THE EXERCISE — How many lines of the items below contain the string "lamp", with case counting? Reply with the number alone.

Pointing entries for named objects —
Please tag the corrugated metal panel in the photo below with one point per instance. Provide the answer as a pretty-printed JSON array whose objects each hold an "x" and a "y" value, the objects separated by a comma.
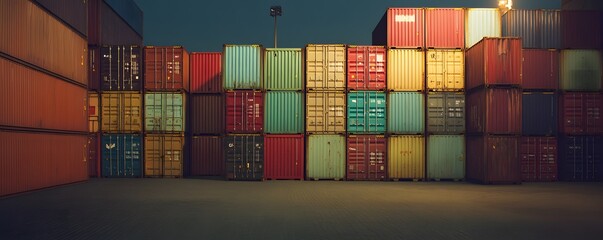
[
  {"x": 284, "y": 112},
  {"x": 38, "y": 38},
  {"x": 446, "y": 113},
  {"x": 581, "y": 70},
  {"x": 285, "y": 156},
  {"x": 406, "y": 157},
  {"x": 325, "y": 112},
  {"x": 242, "y": 67},
  {"x": 406, "y": 113},
  {"x": 283, "y": 69},
  {"x": 366, "y": 112},
  {"x": 405, "y": 70},
  {"x": 446, "y": 157},
  {"x": 445, "y": 70},
  {"x": 38, "y": 160},
  {"x": 326, "y": 157},
  {"x": 480, "y": 23},
  {"x": 367, "y": 157}
]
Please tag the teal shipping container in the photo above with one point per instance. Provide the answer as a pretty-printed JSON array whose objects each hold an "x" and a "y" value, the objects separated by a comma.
[
  {"x": 242, "y": 67},
  {"x": 283, "y": 69},
  {"x": 284, "y": 112},
  {"x": 406, "y": 113},
  {"x": 366, "y": 112}
]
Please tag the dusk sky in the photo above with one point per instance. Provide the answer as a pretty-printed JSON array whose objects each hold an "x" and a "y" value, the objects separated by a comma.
[{"x": 201, "y": 25}]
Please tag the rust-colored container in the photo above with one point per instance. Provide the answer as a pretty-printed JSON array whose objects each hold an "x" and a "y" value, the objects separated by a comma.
[
  {"x": 366, "y": 157},
  {"x": 33, "y": 99},
  {"x": 284, "y": 157},
  {"x": 166, "y": 68},
  {"x": 538, "y": 159},
  {"x": 244, "y": 111},
  {"x": 367, "y": 67},
  {"x": 493, "y": 159},
  {"x": 39, "y": 160},
  {"x": 206, "y": 72},
  {"x": 540, "y": 70},
  {"x": 494, "y": 111},
  {"x": 445, "y": 28},
  {"x": 493, "y": 61}
]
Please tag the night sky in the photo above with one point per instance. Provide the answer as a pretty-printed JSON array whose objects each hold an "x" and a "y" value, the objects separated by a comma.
[{"x": 201, "y": 25}]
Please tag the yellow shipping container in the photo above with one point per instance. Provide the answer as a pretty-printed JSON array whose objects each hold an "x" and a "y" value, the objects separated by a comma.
[{"x": 406, "y": 157}]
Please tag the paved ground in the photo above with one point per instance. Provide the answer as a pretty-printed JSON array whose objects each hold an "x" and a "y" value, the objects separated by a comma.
[{"x": 210, "y": 209}]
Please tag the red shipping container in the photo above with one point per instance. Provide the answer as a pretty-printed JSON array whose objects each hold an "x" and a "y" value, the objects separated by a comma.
[
  {"x": 39, "y": 160},
  {"x": 493, "y": 61},
  {"x": 581, "y": 113},
  {"x": 540, "y": 70},
  {"x": 284, "y": 157},
  {"x": 494, "y": 111},
  {"x": 445, "y": 27},
  {"x": 538, "y": 159},
  {"x": 244, "y": 111},
  {"x": 401, "y": 28},
  {"x": 206, "y": 72},
  {"x": 493, "y": 159},
  {"x": 366, "y": 68},
  {"x": 166, "y": 68},
  {"x": 366, "y": 157}
]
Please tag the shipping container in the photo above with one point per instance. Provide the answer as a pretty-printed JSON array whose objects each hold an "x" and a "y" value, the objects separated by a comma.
[
  {"x": 581, "y": 113},
  {"x": 166, "y": 68},
  {"x": 538, "y": 156},
  {"x": 121, "y": 112},
  {"x": 121, "y": 155},
  {"x": 405, "y": 70},
  {"x": 445, "y": 28},
  {"x": 285, "y": 155},
  {"x": 244, "y": 112},
  {"x": 206, "y": 72},
  {"x": 325, "y": 67},
  {"x": 480, "y": 23},
  {"x": 325, "y": 157},
  {"x": 242, "y": 67},
  {"x": 401, "y": 28},
  {"x": 581, "y": 70},
  {"x": 405, "y": 113},
  {"x": 164, "y": 112},
  {"x": 366, "y": 112},
  {"x": 446, "y": 157},
  {"x": 39, "y": 160},
  {"x": 406, "y": 157},
  {"x": 539, "y": 113},
  {"x": 367, "y": 68},
  {"x": 283, "y": 69},
  {"x": 493, "y": 159},
  {"x": 325, "y": 112},
  {"x": 540, "y": 70},
  {"x": 207, "y": 114},
  {"x": 445, "y": 70},
  {"x": 446, "y": 113},
  {"x": 284, "y": 113},
  {"x": 493, "y": 61},
  {"x": 39, "y": 39},
  {"x": 244, "y": 157},
  {"x": 494, "y": 111},
  {"x": 367, "y": 157},
  {"x": 34, "y": 99}
]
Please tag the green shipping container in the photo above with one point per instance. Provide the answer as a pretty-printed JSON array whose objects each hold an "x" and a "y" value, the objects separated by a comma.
[
  {"x": 446, "y": 157},
  {"x": 283, "y": 69},
  {"x": 164, "y": 112},
  {"x": 284, "y": 112},
  {"x": 366, "y": 112},
  {"x": 326, "y": 157}
]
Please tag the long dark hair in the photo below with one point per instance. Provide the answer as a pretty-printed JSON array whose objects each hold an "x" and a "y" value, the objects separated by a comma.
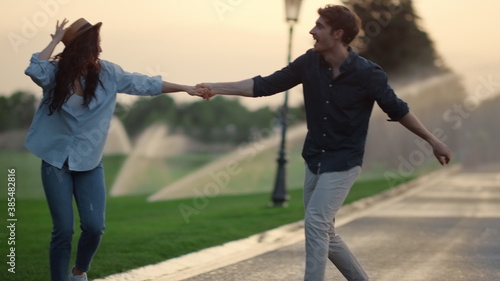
[{"x": 79, "y": 58}]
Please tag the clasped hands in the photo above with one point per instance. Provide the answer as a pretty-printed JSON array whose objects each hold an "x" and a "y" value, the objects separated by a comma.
[{"x": 202, "y": 90}]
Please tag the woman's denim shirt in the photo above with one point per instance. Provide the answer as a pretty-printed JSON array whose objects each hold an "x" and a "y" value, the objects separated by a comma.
[{"x": 80, "y": 138}]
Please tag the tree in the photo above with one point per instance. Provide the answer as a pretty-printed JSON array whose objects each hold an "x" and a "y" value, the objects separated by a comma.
[{"x": 391, "y": 37}]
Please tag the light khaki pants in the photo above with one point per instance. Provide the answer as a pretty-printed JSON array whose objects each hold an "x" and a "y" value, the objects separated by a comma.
[{"x": 324, "y": 194}]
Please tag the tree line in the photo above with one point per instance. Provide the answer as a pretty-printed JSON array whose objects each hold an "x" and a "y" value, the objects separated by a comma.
[{"x": 222, "y": 120}]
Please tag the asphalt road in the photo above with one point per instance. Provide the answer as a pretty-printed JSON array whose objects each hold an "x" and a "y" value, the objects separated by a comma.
[{"x": 444, "y": 229}]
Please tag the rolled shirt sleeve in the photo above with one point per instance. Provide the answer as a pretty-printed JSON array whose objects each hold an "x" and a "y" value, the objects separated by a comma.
[
  {"x": 281, "y": 80},
  {"x": 136, "y": 83},
  {"x": 42, "y": 72}
]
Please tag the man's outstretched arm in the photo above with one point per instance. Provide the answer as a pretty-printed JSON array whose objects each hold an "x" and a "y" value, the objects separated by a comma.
[
  {"x": 441, "y": 151},
  {"x": 241, "y": 88}
]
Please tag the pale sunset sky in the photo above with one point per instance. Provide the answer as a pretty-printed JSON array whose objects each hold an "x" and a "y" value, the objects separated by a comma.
[{"x": 194, "y": 41}]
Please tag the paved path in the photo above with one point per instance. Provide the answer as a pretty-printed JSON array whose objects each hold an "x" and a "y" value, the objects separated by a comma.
[{"x": 443, "y": 227}]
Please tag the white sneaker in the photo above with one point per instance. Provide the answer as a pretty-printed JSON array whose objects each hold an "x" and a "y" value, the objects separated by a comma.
[{"x": 73, "y": 277}]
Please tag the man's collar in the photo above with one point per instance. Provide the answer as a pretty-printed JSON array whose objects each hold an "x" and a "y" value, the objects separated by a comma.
[{"x": 345, "y": 65}]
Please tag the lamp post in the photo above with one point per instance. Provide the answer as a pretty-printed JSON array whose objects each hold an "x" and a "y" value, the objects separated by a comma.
[{"x": 279, "y": 195}]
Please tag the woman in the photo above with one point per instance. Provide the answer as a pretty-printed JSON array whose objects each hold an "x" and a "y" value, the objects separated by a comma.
[{"x": 68, "y": 133}]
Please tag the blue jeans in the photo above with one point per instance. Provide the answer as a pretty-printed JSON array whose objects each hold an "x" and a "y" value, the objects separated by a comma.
[{"x": 89, "y": 191}]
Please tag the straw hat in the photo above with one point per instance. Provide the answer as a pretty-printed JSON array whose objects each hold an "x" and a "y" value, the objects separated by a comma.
[{"x": 76, "y": 29}]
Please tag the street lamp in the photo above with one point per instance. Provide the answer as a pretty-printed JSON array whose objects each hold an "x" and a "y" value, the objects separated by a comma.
[{"x": 279, "y": 195}]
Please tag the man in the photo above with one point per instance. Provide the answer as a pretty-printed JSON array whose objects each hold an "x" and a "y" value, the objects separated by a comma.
[{"x": 340, "y": 89}]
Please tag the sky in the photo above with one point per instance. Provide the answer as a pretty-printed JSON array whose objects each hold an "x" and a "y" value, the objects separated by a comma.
[{"x": 193, "y": 41}]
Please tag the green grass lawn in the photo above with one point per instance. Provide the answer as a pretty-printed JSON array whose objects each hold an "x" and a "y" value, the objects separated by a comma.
[{"x": 140, "y": 233}]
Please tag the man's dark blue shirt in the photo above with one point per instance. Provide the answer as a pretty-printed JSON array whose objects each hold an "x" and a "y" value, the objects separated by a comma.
[{"x": 338, "y": 110}]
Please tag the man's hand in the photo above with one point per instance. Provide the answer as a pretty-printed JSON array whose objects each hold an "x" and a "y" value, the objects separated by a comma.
[
  {"x": 442, "y": 152},
  {"x": 204, "y": 91}
]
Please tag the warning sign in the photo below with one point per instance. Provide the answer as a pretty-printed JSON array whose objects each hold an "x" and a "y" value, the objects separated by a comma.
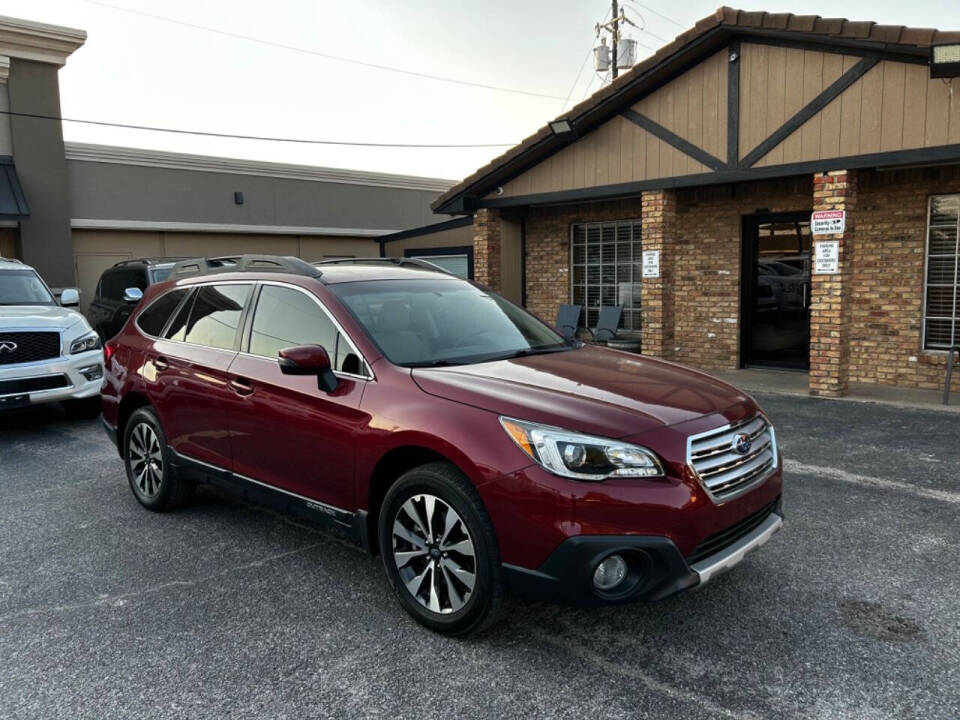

RESULT OF THIS EXERCISE — 2